DATA PROVIDED —
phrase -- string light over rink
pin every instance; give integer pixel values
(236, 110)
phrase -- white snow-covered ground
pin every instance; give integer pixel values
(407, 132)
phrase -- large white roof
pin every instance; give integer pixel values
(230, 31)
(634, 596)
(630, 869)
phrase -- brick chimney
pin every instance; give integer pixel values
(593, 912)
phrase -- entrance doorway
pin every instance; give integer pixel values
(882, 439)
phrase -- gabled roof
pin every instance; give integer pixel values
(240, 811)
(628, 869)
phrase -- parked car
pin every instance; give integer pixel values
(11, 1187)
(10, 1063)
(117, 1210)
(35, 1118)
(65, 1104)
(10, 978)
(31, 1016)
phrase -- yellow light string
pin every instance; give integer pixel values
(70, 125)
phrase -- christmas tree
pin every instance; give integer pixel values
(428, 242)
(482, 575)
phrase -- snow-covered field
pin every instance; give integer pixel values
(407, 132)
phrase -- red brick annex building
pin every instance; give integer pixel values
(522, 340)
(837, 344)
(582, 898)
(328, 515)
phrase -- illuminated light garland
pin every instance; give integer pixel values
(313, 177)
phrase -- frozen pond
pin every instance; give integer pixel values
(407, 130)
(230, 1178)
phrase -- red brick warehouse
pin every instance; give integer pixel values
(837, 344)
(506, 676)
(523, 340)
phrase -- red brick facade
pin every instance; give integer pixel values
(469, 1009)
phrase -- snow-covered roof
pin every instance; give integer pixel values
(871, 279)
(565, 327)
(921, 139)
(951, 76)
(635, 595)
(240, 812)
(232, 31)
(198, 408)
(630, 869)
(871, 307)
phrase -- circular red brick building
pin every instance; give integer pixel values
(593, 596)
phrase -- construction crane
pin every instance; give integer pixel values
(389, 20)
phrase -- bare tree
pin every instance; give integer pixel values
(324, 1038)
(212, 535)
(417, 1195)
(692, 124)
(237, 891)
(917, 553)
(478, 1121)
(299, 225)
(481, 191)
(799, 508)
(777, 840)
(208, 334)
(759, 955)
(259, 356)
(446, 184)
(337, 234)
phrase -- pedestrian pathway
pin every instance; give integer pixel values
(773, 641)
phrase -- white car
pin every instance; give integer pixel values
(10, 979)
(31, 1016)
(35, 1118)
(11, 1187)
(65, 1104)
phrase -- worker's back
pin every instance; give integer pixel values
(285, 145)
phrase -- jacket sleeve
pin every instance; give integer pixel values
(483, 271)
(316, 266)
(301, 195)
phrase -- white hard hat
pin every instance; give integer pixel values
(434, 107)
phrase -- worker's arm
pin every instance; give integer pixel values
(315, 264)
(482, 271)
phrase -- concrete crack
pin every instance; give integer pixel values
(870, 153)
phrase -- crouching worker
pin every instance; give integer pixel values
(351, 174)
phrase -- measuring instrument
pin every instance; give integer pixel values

PROMPT —
Copy out, word for word, the portion of the data that begins with the line containing "phrase -- frozen pond" and continues through the final line of the data, including both of those lines.

RESPONSE TO THE TASK —
phrase -- frozen pond
pin every instance; give integer pixel values
(407, 130)
(230, 1178)
phrase -- red brick warehouse
pin every instance; give integer pixel values
(837, 344)
(506, 676)
(523, 340)
phrase -- red brick facade
pin every instance; give integer pixel values
(469, 1009)
phrase -- snow-covered roof
pin every instance; give integer pixel values
(871, 279)
(565, 327)
(921, 139)
(951, 76)
(635, 595)
(240, 812)
(232, 31)
(198, 408)
(630, 869)
(871, 307)
phrase -- circular red brick building
pin every instance; give integer pixel values
(593, 596)
phrase -- construction crane
pin every instance; give integer pixel values
(389, 20)
phrase -- bare tree
pin every instance; give integer pixel values
(324, 1038)
(212, 535)
(417, 1195)
(692, 124)
(237, 891)
(917, 553)
(478, 1121)
(299, 225)
(481, 191)
(799, 508)
(777, 840)
(208, 334)
(759, 955)
(259, 356)
(446, 184)
(337, 234)
phrase -- pedestrian pathway
pin every instance; give integer pixel values
(773, 641)
phrase -- white car
pin every instance; give integer pixel values
(10, 979)
(31, 1016)
(35, 1118)
(11, 1187)
(65, 1104)
phrase -- worker's back
pin every instance; give integer pixel values
(285, 145)
phrase -- jacket sleeve
pin every instance; give integer pixel values
(483, 271)
(316, 266)
(301, 195)
phrase -- white hard hat
pin every instance; give integer pixel values
(434, 107)
phrase -- worker's arm
pin every instance; give integer pixel values
(315, 264)
(482, 271)
phrase -- concrete crack
pin every instance; give integer pixel values
(870, 153)
phrase -- crouching worker
pin every instance; give integer pixel values
(351, 174)
phrase -- measuring instrument
pin every instance; give integer pixel values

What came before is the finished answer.